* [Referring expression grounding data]
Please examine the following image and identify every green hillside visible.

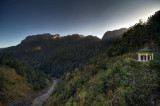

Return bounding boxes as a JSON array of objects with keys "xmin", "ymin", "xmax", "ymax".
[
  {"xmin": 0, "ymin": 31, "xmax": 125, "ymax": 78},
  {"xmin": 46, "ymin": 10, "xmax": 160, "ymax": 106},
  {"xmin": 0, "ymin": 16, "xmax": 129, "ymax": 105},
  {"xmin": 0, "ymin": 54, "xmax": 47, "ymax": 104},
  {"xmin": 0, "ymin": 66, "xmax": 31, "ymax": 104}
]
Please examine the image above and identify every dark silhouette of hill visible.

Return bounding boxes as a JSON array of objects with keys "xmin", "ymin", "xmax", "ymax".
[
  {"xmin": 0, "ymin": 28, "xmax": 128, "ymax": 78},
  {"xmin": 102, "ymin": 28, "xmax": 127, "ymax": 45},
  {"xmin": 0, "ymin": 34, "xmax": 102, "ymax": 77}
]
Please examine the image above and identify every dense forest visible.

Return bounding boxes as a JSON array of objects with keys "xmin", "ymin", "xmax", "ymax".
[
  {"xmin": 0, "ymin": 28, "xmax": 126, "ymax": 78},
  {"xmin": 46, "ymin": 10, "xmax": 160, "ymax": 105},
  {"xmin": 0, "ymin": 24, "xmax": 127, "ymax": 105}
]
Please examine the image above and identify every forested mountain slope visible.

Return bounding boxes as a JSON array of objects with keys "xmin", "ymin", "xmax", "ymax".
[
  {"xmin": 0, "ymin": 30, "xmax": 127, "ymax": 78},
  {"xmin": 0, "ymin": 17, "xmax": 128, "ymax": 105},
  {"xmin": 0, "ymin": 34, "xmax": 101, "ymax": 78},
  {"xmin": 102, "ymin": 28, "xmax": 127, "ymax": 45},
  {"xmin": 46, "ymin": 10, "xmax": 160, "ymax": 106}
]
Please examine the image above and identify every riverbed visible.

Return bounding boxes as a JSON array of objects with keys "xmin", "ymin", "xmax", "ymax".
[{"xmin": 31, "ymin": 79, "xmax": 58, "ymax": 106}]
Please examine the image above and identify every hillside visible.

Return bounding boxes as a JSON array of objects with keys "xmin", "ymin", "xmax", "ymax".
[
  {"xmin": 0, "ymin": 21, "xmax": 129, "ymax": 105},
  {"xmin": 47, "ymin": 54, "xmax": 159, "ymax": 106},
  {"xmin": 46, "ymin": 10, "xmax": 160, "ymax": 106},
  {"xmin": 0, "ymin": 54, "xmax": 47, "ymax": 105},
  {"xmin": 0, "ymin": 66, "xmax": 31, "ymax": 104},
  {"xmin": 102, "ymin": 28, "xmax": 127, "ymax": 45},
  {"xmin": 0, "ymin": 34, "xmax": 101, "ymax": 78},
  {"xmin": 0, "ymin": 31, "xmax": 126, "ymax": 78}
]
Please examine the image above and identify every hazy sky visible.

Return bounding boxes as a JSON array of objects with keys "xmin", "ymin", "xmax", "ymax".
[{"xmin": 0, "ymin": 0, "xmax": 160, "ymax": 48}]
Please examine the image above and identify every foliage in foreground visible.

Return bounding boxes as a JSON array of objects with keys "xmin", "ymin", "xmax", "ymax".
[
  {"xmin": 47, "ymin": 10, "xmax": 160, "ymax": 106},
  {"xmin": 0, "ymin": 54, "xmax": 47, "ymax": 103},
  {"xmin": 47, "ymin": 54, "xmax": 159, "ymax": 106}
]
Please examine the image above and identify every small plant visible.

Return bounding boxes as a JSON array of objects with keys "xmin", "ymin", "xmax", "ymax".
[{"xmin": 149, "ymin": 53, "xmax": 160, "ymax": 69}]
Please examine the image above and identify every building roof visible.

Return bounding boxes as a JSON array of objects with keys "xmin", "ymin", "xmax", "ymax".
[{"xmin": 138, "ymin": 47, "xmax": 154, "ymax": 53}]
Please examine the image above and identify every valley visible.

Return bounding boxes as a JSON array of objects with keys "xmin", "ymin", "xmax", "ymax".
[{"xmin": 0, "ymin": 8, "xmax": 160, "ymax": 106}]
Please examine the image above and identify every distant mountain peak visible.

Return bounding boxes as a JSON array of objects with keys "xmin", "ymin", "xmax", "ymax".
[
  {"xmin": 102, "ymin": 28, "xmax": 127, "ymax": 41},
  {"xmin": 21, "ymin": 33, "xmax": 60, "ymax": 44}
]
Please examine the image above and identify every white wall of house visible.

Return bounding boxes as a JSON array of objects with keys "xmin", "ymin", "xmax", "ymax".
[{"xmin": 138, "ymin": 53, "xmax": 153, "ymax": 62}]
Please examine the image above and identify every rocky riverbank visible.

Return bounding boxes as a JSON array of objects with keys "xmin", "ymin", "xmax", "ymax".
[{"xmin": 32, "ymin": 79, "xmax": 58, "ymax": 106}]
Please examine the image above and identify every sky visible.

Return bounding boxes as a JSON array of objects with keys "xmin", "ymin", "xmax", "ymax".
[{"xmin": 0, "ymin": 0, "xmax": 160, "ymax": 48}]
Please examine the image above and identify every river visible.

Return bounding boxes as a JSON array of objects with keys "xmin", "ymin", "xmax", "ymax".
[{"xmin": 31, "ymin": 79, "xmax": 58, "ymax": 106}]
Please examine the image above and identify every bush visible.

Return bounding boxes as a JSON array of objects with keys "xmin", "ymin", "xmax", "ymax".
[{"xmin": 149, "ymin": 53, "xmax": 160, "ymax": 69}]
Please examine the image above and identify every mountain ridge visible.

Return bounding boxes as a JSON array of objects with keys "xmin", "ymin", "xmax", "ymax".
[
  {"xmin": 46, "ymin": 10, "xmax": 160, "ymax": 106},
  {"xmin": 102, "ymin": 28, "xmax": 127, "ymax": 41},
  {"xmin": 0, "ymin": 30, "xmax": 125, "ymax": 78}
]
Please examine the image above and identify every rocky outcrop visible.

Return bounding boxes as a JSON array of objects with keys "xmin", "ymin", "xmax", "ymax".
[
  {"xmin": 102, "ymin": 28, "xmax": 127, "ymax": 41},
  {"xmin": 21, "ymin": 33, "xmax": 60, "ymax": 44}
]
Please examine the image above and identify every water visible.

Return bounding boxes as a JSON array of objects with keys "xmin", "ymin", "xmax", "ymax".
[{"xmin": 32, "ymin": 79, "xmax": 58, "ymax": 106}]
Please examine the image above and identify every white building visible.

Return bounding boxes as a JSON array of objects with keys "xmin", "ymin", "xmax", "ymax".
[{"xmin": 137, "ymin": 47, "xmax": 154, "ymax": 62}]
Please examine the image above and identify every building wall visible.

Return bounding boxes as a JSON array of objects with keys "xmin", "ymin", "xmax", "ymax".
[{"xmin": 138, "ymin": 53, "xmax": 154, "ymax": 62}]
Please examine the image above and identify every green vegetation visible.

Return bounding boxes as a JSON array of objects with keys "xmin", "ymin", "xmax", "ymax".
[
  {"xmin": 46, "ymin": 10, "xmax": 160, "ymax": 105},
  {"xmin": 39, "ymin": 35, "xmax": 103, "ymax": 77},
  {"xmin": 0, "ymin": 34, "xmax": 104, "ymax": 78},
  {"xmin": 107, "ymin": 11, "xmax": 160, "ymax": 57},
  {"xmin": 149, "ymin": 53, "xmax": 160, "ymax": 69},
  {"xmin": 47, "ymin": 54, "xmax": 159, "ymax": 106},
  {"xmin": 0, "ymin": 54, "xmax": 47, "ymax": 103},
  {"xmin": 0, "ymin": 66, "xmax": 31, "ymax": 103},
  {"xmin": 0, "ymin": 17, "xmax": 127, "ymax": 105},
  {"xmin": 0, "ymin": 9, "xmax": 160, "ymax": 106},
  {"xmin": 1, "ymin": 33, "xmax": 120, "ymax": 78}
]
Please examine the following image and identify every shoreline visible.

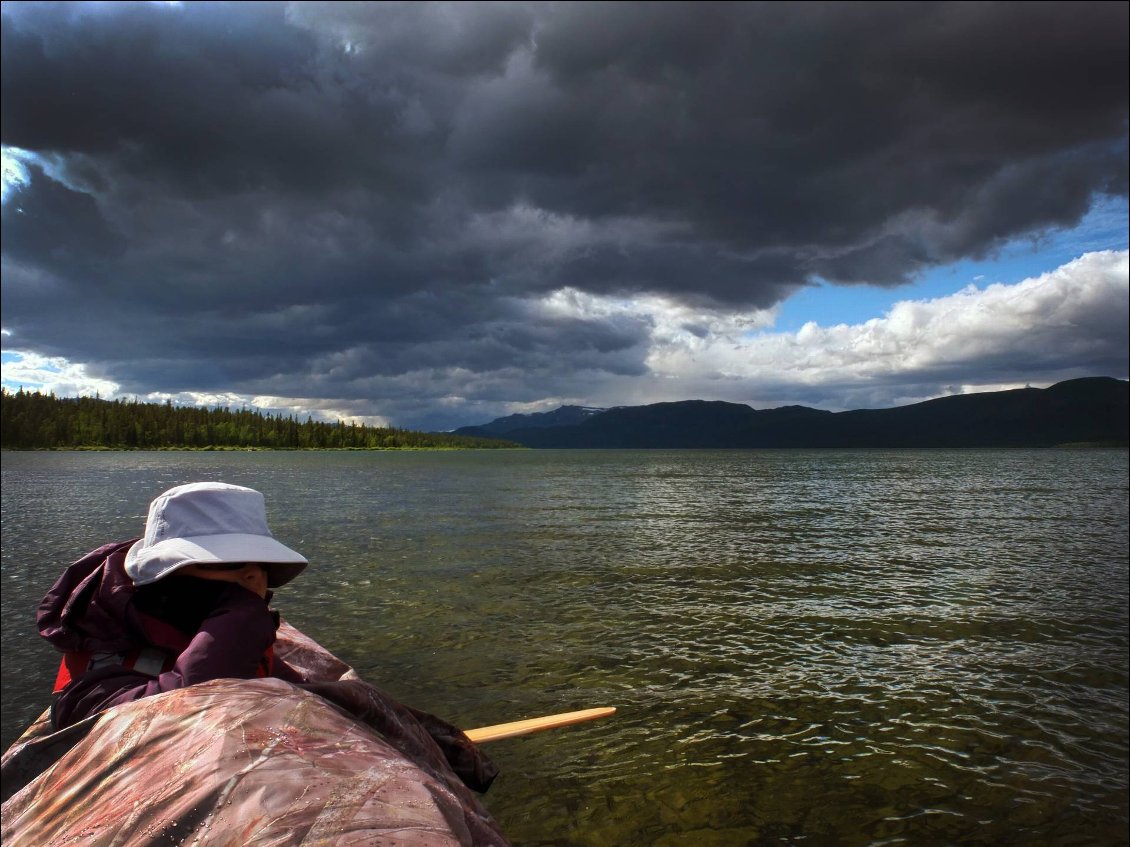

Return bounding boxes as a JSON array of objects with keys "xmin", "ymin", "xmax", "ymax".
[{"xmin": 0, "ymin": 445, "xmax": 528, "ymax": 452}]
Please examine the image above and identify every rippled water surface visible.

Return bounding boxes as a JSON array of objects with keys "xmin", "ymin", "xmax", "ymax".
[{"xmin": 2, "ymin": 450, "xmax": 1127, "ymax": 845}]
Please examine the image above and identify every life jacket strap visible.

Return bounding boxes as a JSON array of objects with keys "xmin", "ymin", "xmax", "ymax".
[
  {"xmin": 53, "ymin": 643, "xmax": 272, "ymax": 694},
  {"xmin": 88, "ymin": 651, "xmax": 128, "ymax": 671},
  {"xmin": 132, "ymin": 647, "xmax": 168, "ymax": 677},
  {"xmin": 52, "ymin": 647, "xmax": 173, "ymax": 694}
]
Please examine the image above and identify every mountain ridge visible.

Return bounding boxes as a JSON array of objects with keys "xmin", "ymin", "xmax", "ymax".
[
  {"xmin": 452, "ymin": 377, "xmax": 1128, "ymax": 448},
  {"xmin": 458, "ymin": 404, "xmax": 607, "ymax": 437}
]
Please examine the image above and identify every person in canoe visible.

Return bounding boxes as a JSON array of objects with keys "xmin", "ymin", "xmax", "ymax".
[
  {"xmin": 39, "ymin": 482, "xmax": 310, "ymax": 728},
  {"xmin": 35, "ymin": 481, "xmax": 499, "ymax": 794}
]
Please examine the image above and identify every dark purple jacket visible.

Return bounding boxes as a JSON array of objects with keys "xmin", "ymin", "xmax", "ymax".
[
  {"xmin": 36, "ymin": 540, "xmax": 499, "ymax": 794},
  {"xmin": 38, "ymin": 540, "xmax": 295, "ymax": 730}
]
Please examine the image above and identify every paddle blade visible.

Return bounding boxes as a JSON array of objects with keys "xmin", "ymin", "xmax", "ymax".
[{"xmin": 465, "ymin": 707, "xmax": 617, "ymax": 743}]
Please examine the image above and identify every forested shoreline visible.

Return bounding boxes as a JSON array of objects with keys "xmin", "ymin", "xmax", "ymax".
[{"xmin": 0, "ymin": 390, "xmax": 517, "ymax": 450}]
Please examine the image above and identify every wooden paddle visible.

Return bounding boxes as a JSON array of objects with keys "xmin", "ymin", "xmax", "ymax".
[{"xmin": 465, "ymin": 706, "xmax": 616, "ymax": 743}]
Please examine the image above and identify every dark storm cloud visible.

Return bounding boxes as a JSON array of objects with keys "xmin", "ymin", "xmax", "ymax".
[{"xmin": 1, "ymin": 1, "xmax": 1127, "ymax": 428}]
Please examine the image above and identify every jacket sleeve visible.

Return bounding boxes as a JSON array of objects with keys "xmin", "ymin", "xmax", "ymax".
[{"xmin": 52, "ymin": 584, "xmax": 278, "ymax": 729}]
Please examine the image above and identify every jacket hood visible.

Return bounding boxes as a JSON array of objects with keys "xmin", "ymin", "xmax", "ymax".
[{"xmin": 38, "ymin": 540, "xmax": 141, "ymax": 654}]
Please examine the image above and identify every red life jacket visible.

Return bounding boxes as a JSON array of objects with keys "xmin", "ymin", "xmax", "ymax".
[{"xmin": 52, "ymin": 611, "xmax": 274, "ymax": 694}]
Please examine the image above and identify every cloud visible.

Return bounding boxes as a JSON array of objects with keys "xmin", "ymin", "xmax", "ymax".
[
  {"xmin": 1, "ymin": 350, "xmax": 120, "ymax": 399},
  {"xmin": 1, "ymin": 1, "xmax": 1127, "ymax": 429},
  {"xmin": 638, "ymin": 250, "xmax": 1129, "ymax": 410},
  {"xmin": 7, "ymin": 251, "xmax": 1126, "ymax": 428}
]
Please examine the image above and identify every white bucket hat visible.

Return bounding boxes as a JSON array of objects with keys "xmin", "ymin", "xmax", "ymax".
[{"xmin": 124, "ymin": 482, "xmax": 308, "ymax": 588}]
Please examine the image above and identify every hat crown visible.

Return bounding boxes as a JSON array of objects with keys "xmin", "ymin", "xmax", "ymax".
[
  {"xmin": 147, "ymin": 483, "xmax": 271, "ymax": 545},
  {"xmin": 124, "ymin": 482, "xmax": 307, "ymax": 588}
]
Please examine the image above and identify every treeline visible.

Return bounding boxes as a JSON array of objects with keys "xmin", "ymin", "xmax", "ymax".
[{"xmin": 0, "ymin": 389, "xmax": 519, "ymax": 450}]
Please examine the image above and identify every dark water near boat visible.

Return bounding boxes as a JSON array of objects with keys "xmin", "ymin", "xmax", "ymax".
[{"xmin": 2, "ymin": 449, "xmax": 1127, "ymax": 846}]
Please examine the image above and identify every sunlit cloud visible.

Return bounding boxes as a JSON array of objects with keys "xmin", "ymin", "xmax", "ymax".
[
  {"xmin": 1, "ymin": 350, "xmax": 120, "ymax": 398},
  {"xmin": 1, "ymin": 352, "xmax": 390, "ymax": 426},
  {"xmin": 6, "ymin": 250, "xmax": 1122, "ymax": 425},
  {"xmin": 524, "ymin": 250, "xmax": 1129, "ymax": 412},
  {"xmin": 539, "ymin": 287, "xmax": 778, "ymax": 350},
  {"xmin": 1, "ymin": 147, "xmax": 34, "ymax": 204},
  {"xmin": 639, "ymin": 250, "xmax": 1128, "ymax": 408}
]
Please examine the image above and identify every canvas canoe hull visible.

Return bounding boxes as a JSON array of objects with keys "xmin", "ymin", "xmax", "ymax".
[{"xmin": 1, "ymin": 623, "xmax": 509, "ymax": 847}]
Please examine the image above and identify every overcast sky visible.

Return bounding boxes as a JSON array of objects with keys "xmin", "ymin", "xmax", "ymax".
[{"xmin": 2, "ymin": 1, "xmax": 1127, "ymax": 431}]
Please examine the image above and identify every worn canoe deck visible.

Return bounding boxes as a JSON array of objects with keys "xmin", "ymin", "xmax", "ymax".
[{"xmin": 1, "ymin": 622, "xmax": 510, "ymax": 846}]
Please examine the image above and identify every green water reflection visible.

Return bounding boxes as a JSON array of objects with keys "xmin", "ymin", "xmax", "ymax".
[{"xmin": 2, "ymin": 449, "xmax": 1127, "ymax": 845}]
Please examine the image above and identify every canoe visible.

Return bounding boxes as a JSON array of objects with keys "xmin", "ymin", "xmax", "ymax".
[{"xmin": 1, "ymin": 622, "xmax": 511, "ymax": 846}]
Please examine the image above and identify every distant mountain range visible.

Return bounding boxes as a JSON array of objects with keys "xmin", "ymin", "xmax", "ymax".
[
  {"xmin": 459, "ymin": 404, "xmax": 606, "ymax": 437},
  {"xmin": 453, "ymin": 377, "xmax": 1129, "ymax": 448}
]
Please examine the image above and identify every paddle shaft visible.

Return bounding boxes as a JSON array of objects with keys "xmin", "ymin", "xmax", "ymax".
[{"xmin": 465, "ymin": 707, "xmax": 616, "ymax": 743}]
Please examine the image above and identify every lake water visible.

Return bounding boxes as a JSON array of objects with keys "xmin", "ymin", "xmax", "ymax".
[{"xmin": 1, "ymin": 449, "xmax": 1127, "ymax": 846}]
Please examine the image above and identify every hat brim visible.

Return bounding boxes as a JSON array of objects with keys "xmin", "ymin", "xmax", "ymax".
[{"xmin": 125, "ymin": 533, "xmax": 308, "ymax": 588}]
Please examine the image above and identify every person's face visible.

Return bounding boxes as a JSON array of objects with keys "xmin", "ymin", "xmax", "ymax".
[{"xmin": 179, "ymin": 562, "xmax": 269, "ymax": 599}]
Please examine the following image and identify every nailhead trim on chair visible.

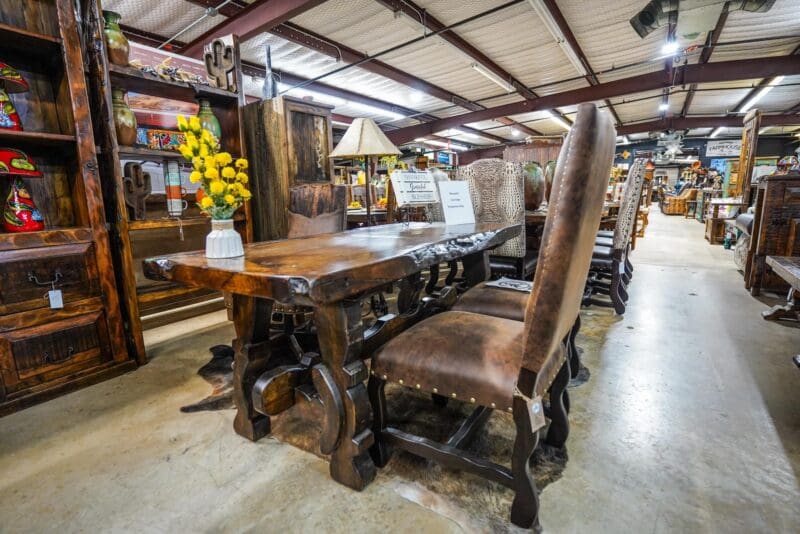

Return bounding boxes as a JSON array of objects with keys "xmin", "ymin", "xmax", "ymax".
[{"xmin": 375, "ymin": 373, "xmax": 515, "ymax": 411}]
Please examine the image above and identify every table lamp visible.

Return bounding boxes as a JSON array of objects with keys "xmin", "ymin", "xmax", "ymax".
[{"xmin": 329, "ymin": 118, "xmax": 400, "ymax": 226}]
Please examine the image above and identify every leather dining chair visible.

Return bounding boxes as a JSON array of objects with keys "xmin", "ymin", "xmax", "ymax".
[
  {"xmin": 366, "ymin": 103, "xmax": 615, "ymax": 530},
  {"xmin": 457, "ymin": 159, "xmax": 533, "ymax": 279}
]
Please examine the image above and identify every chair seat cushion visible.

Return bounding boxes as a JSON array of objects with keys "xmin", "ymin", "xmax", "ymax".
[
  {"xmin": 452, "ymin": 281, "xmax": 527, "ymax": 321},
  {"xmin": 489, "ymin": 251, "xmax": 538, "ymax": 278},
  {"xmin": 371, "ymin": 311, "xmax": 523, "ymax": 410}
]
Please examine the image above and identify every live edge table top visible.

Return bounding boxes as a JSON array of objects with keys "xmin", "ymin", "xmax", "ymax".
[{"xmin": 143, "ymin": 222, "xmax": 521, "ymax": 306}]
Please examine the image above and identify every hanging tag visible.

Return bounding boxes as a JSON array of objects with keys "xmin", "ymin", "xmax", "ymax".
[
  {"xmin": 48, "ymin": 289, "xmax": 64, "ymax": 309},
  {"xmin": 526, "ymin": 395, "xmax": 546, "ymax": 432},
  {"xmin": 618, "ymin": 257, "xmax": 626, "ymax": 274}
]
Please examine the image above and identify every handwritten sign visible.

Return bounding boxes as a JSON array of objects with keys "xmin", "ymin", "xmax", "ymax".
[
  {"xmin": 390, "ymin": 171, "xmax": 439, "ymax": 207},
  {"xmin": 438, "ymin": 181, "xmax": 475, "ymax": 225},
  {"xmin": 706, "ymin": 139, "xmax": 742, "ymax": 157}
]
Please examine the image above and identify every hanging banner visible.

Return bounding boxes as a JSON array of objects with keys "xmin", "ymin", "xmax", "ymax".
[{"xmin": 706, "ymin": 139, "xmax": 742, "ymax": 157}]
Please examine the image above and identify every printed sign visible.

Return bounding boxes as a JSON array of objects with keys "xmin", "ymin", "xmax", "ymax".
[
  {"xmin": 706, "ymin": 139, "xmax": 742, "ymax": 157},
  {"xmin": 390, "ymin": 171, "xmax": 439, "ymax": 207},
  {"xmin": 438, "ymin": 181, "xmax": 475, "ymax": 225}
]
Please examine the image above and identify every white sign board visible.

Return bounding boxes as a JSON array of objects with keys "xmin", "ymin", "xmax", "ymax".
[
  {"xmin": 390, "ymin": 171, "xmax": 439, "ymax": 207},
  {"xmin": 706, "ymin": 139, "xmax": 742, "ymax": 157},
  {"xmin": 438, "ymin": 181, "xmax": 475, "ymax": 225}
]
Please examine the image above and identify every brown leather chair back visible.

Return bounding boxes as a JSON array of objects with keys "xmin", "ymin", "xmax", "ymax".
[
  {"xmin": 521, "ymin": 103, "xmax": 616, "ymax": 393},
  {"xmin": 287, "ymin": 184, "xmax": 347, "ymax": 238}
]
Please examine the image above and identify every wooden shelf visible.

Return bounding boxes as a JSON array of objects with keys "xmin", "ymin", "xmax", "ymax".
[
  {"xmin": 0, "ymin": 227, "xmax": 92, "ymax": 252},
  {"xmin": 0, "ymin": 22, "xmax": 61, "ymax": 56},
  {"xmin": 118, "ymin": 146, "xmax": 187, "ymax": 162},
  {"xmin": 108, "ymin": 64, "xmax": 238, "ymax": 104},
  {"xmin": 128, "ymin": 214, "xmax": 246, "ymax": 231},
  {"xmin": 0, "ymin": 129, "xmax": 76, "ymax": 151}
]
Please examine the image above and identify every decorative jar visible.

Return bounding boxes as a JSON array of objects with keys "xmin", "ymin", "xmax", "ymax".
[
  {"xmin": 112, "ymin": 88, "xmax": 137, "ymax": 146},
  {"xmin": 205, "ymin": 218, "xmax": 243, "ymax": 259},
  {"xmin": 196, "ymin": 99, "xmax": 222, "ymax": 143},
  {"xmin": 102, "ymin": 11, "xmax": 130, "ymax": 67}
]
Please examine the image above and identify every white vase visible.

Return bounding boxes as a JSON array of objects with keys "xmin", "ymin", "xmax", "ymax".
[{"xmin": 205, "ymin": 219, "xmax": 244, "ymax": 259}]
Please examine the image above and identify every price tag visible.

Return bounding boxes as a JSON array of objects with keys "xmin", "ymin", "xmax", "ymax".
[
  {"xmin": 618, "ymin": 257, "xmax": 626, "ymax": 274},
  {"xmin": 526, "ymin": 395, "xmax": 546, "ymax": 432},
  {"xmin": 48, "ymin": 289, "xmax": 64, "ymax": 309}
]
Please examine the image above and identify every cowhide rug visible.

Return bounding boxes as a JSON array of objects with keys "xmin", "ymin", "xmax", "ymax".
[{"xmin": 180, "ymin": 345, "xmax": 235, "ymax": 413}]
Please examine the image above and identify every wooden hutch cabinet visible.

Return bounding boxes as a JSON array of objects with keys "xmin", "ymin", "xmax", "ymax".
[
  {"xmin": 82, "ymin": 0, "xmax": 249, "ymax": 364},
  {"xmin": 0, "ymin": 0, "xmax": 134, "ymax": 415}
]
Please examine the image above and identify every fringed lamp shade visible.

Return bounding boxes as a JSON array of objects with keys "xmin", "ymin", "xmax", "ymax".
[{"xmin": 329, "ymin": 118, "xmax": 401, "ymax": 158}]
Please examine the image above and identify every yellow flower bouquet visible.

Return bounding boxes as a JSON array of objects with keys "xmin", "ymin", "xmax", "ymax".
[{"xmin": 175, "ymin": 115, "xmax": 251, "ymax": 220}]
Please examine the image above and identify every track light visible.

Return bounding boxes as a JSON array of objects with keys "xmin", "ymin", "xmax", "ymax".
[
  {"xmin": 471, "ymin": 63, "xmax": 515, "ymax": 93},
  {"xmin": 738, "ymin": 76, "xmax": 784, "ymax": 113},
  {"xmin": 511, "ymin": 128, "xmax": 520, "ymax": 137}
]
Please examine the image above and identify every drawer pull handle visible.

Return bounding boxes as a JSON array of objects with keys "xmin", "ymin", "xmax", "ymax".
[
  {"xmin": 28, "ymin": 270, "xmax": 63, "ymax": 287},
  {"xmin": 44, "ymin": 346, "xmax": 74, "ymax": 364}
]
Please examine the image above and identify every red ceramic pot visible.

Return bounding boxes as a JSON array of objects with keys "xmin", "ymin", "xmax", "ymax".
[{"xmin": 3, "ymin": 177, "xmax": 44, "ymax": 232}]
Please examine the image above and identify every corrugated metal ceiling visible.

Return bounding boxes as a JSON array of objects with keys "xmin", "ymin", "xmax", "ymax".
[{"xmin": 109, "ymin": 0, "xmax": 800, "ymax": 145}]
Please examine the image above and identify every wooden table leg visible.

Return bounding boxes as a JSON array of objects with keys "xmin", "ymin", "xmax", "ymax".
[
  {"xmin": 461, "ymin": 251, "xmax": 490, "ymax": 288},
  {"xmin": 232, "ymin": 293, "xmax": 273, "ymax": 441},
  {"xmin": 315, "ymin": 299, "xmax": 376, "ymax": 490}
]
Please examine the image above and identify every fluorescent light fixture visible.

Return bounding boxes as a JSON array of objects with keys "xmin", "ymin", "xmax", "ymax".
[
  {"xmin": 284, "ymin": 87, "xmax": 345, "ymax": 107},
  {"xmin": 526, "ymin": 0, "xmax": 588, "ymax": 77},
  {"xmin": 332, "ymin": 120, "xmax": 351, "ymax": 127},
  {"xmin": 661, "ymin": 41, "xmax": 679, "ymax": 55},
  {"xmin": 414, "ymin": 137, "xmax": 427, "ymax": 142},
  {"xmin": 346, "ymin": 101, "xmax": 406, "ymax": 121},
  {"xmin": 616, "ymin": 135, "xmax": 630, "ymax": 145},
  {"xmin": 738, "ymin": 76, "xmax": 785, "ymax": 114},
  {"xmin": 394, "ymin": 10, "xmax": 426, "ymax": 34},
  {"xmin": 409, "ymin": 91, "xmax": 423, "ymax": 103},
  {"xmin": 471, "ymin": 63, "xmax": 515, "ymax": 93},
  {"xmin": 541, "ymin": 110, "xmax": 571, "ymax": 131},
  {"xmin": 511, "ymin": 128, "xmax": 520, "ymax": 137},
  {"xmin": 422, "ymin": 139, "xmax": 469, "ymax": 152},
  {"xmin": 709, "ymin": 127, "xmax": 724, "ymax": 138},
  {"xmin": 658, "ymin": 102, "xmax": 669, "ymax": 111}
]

* [YOUR INSTRUCTIONS]
Please give the number of lines above that contain "hillside", without any other words.

* [ANSWER]
2